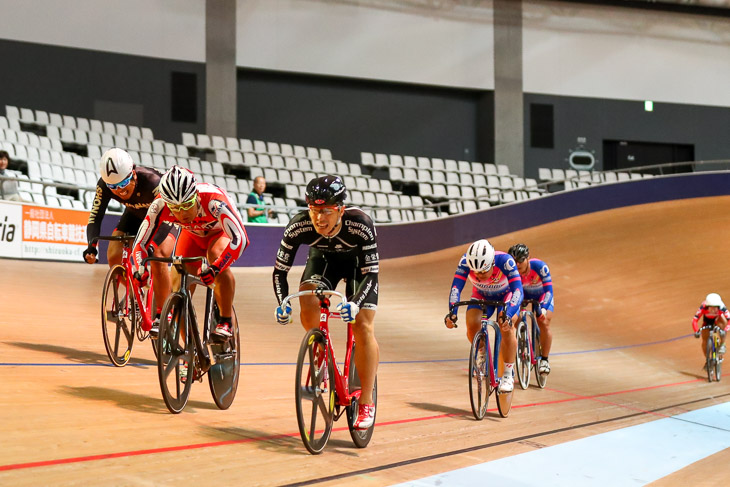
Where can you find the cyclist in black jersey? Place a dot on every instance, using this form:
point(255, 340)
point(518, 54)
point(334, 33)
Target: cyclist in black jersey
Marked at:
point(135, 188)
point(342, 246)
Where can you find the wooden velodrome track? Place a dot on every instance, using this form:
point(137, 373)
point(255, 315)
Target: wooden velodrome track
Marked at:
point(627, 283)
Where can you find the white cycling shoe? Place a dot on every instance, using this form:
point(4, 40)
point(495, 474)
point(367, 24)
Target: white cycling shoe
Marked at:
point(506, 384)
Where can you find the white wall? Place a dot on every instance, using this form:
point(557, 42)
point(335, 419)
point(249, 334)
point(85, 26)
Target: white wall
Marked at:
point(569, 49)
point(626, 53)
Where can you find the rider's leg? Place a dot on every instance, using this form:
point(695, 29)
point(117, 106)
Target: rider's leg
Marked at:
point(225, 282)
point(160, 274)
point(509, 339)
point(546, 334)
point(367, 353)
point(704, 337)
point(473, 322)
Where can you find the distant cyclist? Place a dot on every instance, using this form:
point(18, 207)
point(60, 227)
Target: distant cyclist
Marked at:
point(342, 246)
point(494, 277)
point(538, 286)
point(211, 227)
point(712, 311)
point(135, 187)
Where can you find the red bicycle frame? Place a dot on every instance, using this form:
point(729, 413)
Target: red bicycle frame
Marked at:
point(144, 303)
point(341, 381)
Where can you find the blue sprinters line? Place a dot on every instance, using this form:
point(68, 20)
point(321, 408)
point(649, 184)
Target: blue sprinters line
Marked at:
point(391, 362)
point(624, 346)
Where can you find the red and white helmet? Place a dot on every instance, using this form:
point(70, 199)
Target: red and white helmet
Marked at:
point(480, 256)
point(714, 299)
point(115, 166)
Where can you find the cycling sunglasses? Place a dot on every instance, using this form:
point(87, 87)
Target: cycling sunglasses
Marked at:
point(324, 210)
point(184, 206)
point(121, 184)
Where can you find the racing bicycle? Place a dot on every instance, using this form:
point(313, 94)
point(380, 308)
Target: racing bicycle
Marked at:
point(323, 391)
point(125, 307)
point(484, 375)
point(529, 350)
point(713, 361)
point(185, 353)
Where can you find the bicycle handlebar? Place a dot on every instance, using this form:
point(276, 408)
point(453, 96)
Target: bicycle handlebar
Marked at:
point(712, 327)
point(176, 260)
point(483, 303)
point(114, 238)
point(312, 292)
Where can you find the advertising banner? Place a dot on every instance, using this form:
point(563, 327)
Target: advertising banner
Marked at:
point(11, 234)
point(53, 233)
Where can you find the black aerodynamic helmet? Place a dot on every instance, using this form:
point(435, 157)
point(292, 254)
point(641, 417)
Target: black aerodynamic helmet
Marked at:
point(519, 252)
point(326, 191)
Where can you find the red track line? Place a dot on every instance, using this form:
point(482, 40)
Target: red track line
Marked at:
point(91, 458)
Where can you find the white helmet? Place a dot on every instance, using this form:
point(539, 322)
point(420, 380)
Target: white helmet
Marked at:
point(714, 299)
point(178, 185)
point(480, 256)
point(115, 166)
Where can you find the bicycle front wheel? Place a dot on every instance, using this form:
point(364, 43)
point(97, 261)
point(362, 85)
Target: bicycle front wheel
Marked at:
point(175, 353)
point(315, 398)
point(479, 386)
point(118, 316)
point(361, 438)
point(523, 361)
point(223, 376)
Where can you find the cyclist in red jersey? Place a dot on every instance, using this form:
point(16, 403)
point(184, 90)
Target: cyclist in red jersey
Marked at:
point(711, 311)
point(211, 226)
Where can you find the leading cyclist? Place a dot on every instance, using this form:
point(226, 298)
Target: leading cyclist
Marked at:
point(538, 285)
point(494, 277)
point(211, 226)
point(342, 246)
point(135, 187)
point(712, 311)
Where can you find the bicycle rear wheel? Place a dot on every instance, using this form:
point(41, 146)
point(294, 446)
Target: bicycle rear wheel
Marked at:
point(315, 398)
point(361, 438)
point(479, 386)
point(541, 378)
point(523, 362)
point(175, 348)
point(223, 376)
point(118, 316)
# # # # #
**TASK DESCRIPTION:** Report how many lines of the listing hold the word "frame", with nothing but the number.

**ANSWER:** 2